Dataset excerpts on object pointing
———

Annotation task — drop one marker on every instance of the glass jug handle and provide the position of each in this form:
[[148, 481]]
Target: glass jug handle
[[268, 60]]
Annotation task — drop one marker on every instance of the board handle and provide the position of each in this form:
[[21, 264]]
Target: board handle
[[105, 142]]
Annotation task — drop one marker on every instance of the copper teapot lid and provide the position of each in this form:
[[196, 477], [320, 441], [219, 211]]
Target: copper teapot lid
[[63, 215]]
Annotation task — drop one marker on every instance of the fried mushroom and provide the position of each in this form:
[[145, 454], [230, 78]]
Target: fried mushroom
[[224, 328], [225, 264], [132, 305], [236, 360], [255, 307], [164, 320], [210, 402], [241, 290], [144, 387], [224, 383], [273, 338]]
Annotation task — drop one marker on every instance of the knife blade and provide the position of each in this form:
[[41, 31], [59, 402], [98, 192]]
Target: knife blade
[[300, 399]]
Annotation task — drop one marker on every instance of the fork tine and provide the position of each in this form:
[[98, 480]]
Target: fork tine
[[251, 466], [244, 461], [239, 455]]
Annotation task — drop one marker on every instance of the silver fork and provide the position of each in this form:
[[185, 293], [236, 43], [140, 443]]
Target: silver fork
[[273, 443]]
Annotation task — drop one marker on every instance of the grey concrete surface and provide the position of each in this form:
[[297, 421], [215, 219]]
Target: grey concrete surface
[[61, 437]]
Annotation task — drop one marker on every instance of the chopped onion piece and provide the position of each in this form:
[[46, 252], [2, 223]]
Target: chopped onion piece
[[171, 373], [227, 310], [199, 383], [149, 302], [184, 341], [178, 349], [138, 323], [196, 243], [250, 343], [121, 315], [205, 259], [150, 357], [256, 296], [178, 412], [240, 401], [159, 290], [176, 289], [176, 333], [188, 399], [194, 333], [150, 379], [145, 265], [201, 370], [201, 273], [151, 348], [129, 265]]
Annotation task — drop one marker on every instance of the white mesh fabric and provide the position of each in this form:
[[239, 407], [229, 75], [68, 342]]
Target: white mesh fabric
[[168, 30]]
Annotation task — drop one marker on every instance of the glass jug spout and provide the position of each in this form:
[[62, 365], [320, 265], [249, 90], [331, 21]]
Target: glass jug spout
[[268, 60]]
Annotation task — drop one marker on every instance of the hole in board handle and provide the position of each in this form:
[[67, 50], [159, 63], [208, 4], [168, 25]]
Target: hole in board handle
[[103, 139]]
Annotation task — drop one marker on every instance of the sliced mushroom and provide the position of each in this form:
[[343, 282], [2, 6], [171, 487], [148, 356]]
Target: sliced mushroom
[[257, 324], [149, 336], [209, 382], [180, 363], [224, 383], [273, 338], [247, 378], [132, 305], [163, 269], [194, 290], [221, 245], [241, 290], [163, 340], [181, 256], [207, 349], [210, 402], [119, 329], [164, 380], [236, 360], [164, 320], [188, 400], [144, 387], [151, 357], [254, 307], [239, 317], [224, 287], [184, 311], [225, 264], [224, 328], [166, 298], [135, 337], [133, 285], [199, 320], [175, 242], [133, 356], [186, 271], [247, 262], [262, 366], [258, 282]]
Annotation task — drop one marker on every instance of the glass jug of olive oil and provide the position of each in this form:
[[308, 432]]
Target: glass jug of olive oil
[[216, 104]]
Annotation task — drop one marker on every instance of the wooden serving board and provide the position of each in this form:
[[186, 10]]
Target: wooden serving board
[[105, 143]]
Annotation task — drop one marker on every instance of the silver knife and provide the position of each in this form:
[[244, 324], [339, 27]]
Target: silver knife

———

Give all the records again. Match them exactly.

**Result of the exercise:**
Annotation task — drop one marker on every instance of the glass jug handle and provide the position of each in this form:
[[148, 481]]
Target: glass jug handle
[[268, 60]]
Annotation task — drop one marker on every instance of the board handle and provide the position of each in this form:
[[21, 264]]
Target: board handle
[[105, 142]]
Annotation task — drop one marker on every instance of the copper teapot lid and provide the position of each in this form:
[[196, 477], [320, 441], [219, 211]]
Target: copper teapot lid
[[63, 215]]
Annotation task — drop one marker on every instance of the fried mushroom and provide the position of each in this form:
[[145, 454], [230, 78]]
Target: fried mushroom
[[224, 328], [225, 264], [132, 305], [236, 360], [255, 307], [164, 320], [210, 402], [241, 290], [144, 387], [224, 383], [273, 338]]
Annotation task — drop one marker on every instance of the knife blade and provide the position of each in this form:
[[41, 31], [59, 402], [98, 192]]
Target: knife blade
[[300, 399]]
Annotation task — drop one marker on every instance of the fork tine and provide the position of each in this form:
[[98, 480]]
Target: fork tine
[[251, 466], [244, 461], [239, 455]]
Annotation task — drop one marker on every instance of the silver fork and provide the position of each in this form:
[[185, 293], [236, 43], [140, 443]]
Target: silver fork
[[273, 443]]
Annotation task — drop one marker on every instance of the grey concrete surface and provide the position of each in this form:
[[297, 421], [215, 219]]
Target: grey concrete surface
[[61, 437]]
Annotation task — drop one marker on every instance of the chopped onion piece and provide the position of each in this form:
[[46, 252], [2, 223]]
Target: chopped onion piece
[[171, 373], [227, 310], [199, 383], [149, 302], [184, 341], [178, 349], [138, 323], [196, 243], [250, 343], [121, 315], [205, 259], [150, 357], [256, 296], [178, 412], [240, 401], [159, 290], [176, 289], [176, 333], [188, 399], [194, 333], [150, 379], [145, 265], [201, 370], [201, 273], [151, 348], [129, 265]]
Annotation task — drop one marker on every instance of the white mesh fabric and provide the position of each in this form:
[[239, 407], [229, 75], [68, 342]]
Target: white mesh fabric
[[168, 30]]
Annotation task — drop one marker on every instance of the glass jug spout and provide the position of each in this form:
[[62, 365], [320, 265], [249, 90], [331, 21]]
Target: glass jug spout
[[268, 60]]
Annotation task — drop one marker on every instance of the hole in board handle and provide the position of each in this form:
[[67, 50], [159, 63], [208, 4], [168, 25]]
Target: hole in board handle
[[103, 139]]
Annotation task — drop one marker on every instance of the sliced mushroom and provide the position of each in this form:
[[343, 282], [2, 6], [171, 487], [148, 356]]
Target: sliced mushroom
[[257, 324], [149, 336], [209, 382], [180, 363], [224, 383], [273, 338], [247, 378], [132, 305], [163, 269], [194, 290], [221, 245], [241, 290], [163, 340], [181, 256], [207, 349], [210, 402], [119, 329], [164, 380], [236, 360], [164, 320], [188, 400], [144, 387], [151, 357], [254, 307], [239, 317], [224, 287], [184, 311], [225, 264], [224, 328], [166, 298], [135, 337], [133, 285], [199, 320], [175, 242], [133, 356], [186, 271], [247, 262], [262, 366], [258, 282]]
Annotation task — drop one marker on every instance of the glass jug of olive oil and provide the position of each in this form:
[[308, 432]]
Target: glass jug of olive oil
[[216, 104]]
Annotation task — drop one marker on every instance of the wooden serving board and provide the position of each in this form:
[[186, 10]]
Target: wooden serving board
[[105, 143]]
Annotation task — drop one marker on every instance of the silver knife and provide the position of each in this form:
[[244, 324], [339, 27]]
Target: silver knife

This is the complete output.